TASK BRIEF: Give the entries again, word for word.

MATERIALS PROVIDED:

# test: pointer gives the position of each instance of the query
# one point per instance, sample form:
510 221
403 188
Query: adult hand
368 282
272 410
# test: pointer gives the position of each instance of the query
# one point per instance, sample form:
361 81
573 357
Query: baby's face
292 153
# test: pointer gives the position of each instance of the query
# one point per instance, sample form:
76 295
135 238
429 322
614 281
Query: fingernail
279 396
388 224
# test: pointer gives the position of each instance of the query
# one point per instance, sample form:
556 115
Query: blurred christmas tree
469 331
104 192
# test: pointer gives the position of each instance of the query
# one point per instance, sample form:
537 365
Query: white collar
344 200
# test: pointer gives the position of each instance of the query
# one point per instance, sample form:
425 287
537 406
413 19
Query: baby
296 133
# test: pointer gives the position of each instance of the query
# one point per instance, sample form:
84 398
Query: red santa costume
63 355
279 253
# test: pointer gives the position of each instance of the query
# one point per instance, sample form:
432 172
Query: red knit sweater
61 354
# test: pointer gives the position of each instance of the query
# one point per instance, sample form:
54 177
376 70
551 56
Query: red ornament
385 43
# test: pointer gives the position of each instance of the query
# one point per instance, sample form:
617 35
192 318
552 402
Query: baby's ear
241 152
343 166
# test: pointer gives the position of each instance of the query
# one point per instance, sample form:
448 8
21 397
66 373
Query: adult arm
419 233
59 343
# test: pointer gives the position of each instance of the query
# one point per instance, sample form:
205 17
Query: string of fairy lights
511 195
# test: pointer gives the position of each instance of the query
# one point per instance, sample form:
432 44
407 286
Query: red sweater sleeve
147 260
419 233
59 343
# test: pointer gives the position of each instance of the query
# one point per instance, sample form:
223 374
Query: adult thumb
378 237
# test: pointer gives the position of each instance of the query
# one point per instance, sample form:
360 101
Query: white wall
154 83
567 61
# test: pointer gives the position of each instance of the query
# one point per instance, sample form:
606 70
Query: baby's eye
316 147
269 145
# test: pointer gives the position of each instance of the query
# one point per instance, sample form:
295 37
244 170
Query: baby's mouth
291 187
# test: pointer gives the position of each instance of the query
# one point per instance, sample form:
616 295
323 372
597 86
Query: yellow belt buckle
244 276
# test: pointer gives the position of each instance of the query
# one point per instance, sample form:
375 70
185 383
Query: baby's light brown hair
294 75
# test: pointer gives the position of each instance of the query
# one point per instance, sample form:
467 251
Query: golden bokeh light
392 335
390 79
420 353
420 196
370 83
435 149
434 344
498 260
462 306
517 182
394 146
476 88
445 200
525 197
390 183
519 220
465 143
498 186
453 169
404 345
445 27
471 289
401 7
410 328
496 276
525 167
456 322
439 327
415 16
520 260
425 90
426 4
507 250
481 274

FINISHED TASK:
# test: pointer gives the position of each instance of the query
# one point per instance, sample form:
510 221
403 188
Query: adult hand
368 282
272 410
# test: pointer gives the position of each instance of the query
# one point per instance, sample form:
361 81
573 357
Query: baby's face
292 153
# test: pointer gives the position of each instance of the query
# one point per instance, sample form:
76 295
135 238
429 322
614 281
Query: fingernail
279 396
388 224
# test: pointer gives the position of each instance of the query
# one point per instance, sample form:
556 115
Query: blurred christmas tree
469 331
104 192
# test: pointer gives the position of each instance of the query
# one point per instance, sample form:
537 365
Query: white collar
344 200
# test: pointer gives the position of each instance of the query
# one point per instance, sample form:
425 287
537 406
413 19
Query: baby
296 133
# test: pointer gives the position of each instance of the query
# one point per instance, sample form:
84 398
Query: red santa costume
63 355
279 253
# test: pointer gives the position of each instance of the query
# one point per instance, sample form:
432 172
Query: red knit sweater
61 354
# test: pointer gives the position of each instance of the query
# one point per instance, sample form:
54 177
376 70
551 56
Query: red ornament
385 43
# test: pointer gives the position of each instance of the query
# one point per instance, sample form:
617 35
192 318
552 402
Query: baby's ear
241 152
343 166
# test: pointer gives the position of each instance of the query
# one point per instance, sample form:
448 8
21 397
66 373
Query: adult arm
419 233
59 343
# test: pointer gives the position of each instance of the query
# one point per instance, sample form:
205 17
Query: string of fairy lights
511 195
# test: pointer gives the position of each instance of the query
# one point per instance, sample form:
432 44
407 286
Query: red sweater sleeve
147 260
419 233
59 343
# test: pointer gives the position of each instance of the query
# one point per instance, sample form:
223 374
Query: adult thumb
378 237
# test: pointer gives the position of each instance of the query
# one point per instance, sample form:
360 101
Query: white wall
154 83
567 61
# test: pointer gives the position of each instance of the query
# one point per instance, sample form:
606 70
Query: baby's eye
316 147
269 145
# test: pointer gives the position of each instance of the query
# one point per instance, sample form:
295 37
244 170
Query: baby's mouth
291 187
# test: pointer gives the position of each instance of the query
# one point per instance, sample form:
616 295
323 372
597 86
Query: yellow belt buckle
244 276
# test: pointer gives the position of each instance of the query
# one point per instance, sample form:
375 70
185 383
Query: baby's light brown hair
294 75
# test: pointer gives the position of each instance of the query
# one point per instance, sample form:
467 251
Query: golden bokeh light
392 335
390 79
420 353
420 196
370 83
435 149
434 344
498 260
462 306
517 182
394 146
476 88
445 200
525 197
390 183
519 220
465 143
498 186
453 169
404 345
445 27
471 289
401 7
410 328
496 276
525 167
456 322
439 327
415 16
520 260
425 90
426 4
507 250
481 274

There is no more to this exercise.